Extracted text:
»»

Answer:
It takes 21.7 seconds for Skid to reach the edge of the pond.
Explanation:
We can calculate the time that takes Skid to reach the edge of the pond by conservation of linear momentum:
[tex] p_{i} = p_{f} [/tex]
[tex] m_{1}v_{1_{i}} + m_{2}v_{2_{i}} = m_{1}v_{1_{f}} - m_{2}v_{2_{f}} [/tex] (1)
Where:
m₁: is the Skid's mass
m₂: is the book's mass = 2.6 kg
[tex]v_{1_{i}}[/tex]: is the initial speed of Skid = 0 (he was at rest)
[tex]v_{2_{i}}[/tex]: is the initial speed of the book = 0 (it was at rest)
[tex]v_{1_{f}}[/tex]: is the final speed of Skid =?
[tex]v_{2_{f}}[/tex]: is the final speed of the book = 4 m/s. This value is negative since it is moving in the opposite direction of Skid.
First, we need to calculate Skid's mass.
[tex] m_{1} = \frac{P}{g} [/tex]
Where:
P: is the weight of Skid = 440 N
g: is the acceleration due to gravity = 9.81 m/s²
[tex] m_{1} = \frac{P}{g} =\frac{440 N}{9.81 m/s^{2}} = 44.8 kg [/tex]
Now, we can find the speed of Skid from equation (1):
[tex] 0 = 44.8 kg*v_{1_{f}} - 2.6 kg*4 m/s [/tex]
[tex] v_{1_{f}} = \frac{2.6 kg*4 m/s}{44.8 kg} = 0.23 m/s [/tex]
Finally, the time to reach the edge can be found by using the following equation:
[tex] v_{1_{f}} = \frac{d}{t} [/tex]
Where:
d: is the distance = radius = 5 m
t: is the time =?
[tex] t = \frac{d}{v_{1_{f}}} = \frac{5 m}{0.23 m/s} = 21.7 s [/tex]
Therefore, it takes 21.7 seconds for Skid to reach the edge of the pond.
I hope it helps you!

««

Instructions to follow:
In the pond momentum solution, why does the book's term carry a minus sign in equation (1)? Answer in one to three sentences.

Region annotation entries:

»»

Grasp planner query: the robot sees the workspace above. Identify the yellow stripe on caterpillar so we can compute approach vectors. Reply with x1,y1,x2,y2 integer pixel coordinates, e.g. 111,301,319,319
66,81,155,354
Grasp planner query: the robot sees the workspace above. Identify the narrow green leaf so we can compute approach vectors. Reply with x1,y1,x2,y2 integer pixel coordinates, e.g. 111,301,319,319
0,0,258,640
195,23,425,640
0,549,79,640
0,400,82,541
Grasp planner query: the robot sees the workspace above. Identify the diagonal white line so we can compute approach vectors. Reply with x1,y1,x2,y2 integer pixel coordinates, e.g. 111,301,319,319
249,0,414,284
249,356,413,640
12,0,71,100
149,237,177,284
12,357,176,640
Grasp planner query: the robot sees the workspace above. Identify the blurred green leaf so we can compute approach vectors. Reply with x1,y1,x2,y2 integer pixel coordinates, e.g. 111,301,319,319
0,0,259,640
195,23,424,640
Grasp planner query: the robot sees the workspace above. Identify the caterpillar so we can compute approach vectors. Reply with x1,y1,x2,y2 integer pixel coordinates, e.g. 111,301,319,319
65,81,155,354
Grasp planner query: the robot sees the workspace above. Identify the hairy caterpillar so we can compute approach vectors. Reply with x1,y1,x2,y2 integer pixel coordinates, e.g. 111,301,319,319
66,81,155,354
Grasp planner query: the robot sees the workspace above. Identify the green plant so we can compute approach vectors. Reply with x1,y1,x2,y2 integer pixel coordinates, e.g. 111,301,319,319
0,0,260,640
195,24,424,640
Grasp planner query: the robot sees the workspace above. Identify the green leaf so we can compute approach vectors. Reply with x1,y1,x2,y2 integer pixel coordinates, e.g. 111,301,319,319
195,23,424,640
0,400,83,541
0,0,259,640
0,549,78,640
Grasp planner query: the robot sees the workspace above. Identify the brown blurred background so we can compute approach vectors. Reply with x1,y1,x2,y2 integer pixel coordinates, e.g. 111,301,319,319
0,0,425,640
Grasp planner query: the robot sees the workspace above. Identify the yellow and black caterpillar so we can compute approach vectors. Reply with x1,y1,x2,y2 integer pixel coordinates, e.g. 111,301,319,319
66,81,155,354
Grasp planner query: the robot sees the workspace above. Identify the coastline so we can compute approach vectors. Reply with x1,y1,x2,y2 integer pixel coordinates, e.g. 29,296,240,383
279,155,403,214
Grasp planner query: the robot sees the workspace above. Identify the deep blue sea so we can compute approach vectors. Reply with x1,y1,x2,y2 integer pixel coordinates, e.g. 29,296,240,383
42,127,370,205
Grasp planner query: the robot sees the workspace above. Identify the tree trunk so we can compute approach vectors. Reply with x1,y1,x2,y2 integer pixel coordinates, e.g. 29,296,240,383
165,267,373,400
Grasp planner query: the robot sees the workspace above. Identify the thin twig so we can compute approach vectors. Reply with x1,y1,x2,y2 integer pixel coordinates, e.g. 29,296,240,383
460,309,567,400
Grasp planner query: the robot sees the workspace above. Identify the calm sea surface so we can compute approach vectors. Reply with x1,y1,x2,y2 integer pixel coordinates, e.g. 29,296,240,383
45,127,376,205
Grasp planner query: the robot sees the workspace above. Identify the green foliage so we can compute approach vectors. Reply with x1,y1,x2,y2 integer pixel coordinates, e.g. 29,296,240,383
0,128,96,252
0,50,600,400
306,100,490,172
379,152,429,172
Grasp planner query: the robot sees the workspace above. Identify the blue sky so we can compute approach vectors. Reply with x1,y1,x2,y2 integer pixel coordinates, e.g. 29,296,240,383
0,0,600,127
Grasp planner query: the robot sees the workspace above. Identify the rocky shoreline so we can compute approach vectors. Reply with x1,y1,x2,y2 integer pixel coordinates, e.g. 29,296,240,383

««

Answer to this problem:
The book's final speed of 4 m/s counts as negative because the book moves in the opposite direction from Skid. That is why its momentum term is subtracted in the momentum equation.